DATA PROVIDED:
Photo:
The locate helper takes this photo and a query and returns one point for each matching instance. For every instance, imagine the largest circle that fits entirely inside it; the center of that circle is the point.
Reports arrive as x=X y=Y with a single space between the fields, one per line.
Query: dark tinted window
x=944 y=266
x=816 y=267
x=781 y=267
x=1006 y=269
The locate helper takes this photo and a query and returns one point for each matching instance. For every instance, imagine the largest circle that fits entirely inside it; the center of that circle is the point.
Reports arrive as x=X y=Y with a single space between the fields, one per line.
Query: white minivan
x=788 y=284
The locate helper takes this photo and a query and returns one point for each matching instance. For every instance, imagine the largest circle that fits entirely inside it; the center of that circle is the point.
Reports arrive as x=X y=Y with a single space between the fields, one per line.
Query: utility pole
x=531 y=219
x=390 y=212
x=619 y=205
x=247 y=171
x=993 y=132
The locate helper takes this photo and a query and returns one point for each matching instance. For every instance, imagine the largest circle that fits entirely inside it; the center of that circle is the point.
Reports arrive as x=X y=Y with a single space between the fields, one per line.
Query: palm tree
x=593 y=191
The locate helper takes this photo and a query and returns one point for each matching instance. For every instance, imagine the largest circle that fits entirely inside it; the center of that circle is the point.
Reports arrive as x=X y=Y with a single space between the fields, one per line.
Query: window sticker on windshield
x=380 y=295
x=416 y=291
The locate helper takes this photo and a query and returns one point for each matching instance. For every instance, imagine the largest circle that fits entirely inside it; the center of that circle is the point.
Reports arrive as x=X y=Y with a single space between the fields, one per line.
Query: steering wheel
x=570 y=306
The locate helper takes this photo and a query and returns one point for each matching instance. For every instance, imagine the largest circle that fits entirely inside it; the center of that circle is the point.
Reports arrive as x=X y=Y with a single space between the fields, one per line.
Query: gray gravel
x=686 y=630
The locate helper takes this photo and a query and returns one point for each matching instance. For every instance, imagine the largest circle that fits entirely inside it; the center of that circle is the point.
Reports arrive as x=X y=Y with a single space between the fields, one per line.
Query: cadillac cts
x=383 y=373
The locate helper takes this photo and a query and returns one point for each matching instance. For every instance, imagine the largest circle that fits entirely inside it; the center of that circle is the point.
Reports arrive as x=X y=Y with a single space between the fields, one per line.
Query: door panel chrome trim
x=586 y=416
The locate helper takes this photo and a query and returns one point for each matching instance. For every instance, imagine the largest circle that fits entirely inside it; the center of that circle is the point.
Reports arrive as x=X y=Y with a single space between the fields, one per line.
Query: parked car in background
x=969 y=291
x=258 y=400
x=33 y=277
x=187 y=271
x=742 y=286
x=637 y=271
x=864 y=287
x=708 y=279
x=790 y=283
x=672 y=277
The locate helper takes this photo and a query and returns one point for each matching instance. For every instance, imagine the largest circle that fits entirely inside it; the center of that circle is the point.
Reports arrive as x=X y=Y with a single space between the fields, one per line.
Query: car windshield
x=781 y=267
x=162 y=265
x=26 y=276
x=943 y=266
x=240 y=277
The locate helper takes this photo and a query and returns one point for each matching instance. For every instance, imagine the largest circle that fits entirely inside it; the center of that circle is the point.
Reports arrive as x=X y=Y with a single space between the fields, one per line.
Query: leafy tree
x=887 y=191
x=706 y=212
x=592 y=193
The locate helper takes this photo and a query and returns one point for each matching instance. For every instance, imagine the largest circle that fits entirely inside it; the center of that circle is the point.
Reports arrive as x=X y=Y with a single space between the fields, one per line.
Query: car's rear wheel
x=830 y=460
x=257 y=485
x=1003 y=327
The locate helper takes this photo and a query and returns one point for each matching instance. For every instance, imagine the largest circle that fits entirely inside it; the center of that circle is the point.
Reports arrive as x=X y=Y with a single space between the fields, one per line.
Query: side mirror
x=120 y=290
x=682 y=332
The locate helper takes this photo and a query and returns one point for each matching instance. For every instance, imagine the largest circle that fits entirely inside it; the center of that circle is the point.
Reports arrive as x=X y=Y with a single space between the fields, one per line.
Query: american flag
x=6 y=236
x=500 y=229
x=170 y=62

TASK DETAILS:
Reproduce every entry, word for word.

YOUR SOLUTION:
Photo:
The locate helper takes this photo and a query and returns one point for each matching instance. For every instance, imagine the largest circle that fits entirely inside it; the center of that circle is the point.
Reports arrive as x=X y=Y with a single space between the fields, one per line.
Query: dark tinted window
x=944 y=266
x=816 y=267
x=781 y=267
x=1006 y=269
The locate helper takes this photo and a query and returns one point for each matching instance. For every instance, imagine the largest circle that fits entirely inside it; the center of that circle is the point.
Reports arrive as x=X y=Y with a single space between the fields, one per line.
Query: white minivan
x=788 y=284
The locate helper takes this photo and a query and returns one point for each matching instance. For every instance, imagine the largest circle that fits entirely inside it; the center of that circle is the point.
Reports arrive as x=X y=Y with a single space between the fields, one per line.
Query: utility pole
x=531 y=219
x=390 y=212
x=619 y=205
x=247 y=171
x=993 y=132
The locate helper takes this photo and a query and returns one point for each matching instance. For every instance, imagine the largest circle that fits entirely inside it; the center of that circle is the point.
Reports arrive as x=X y=Y with a single space between the fields, one per line.
Query: palm tree
x=593 y=191
The locate helper takes this photo and a query and returns one point for each matching instance. For every instance, imagine the largest circle that fits entirely inside it; the center of that circle is the point.
Reports arrive as x=X y=Y with a single space between the fields, one per line.
Query: window sticker on windshield
x=380 y=295
x=416 y=291
The locate helper takes this photo and a query and returns one point for each matching instance. For every instance, imagine the largest circle that fits entirely inside it; the center of that circle is the point.
Reports arrive as x=X y=Y with a single space between the fields, one per line.
Query: steering wheel
x=570 y=306
The locate helper takes this photo and a query and returns one point for each matching instance. For every instance, imagine the largest circle that fits entirely inside it; the center of that circle is the point.
Reports arrive as x=X y=Y with a single space between the fields, one per line.
Query: gray gravel
x=686 y=630
The locate helper takes this photo and a query and returns one point for each matching instance. For every instance, imagine the largest circle that fits entirely inside it; the center of that circle is the point.
Reports arrive as x=X y=Y with a single space between the fields, one per line.
Query: cadillac cts
x=383 y=373
The locate helper takes this photo and a query and returns one point for each matching instance. For every instance, imagine the largest circle that fits entirely inside it; the center of that circle is the point.
Reports arrive as x=X y=Y with a single space between the fields, one per line.
Query: door panel chrome trim
x=586 y=416
The locate helper takes this photo and a query and returns one point for each matching instance. For every instance, imagine the largest circle that fits entirely inside it; the center of that circle is the point.
Reports arrive as x=X y=Y with a single space between the fields, one per line.
Query: parked car in background
x=969 y=291
x=258 y=400
x=33 y=277
x=187 y=271
x=742 y=286
x=637 y=271
x=864 y=287
x=708 y=279
x=790 y=283
x=672 y=277
The locate helper takes this photo and a query and returns one point for each matching instance. For every instance, imagine the largest circle that fits entirely inside it; the center of that circle is the point.
Reports arrive as x=X y=Y with a single space between the fields, one per line.
Query: car windshield
x=781 y=267
x=162 y=265
x=26 y=276
x=943 y=266
x=240 y=277
The locate helper takes this photo and a query and returns one point for each matching instance. For every instance, imagine the largest circle that fits entirely inside it; the center of that circle is the point.
Reports arrive as x=X y=Y with a single space between the fields, one per line.
Query: leafy tree
x=887 y=191
x=706 y=212
x=592 y=193
The locate helper takes this photo and a query and returns one point for each matching instance. For every instance, imagine the largest circle that fits entirely inside it; the center of that circle is the point.
Reports arrive as x=X y=Y with a single space between the fields, one per line.
Query: car's rear wheel
x=830 y=460
x=257 y=485
x=1003 y=327
The locate helper takes this photo and a query and returns one point for each matching instance. For every instance, imagine the largest circle that fits entirely inside it; the center of that circle is the point.
Reports arrive as x=X y=Y with a single space between the fields, one per line.
Query: side mirror
x=120 y=290
x=682 y=332
The locate helper takes this photo and a query and returns one point for each matching instance. For every instance, imagine the largest circle that fits entirely inside it; the center of that circle is the point.
Reports arrive as x=X y=Y with a single space between the fields, one per line.
Query: american flag
x=6 y=236
x=500 y=229
x=170 y=62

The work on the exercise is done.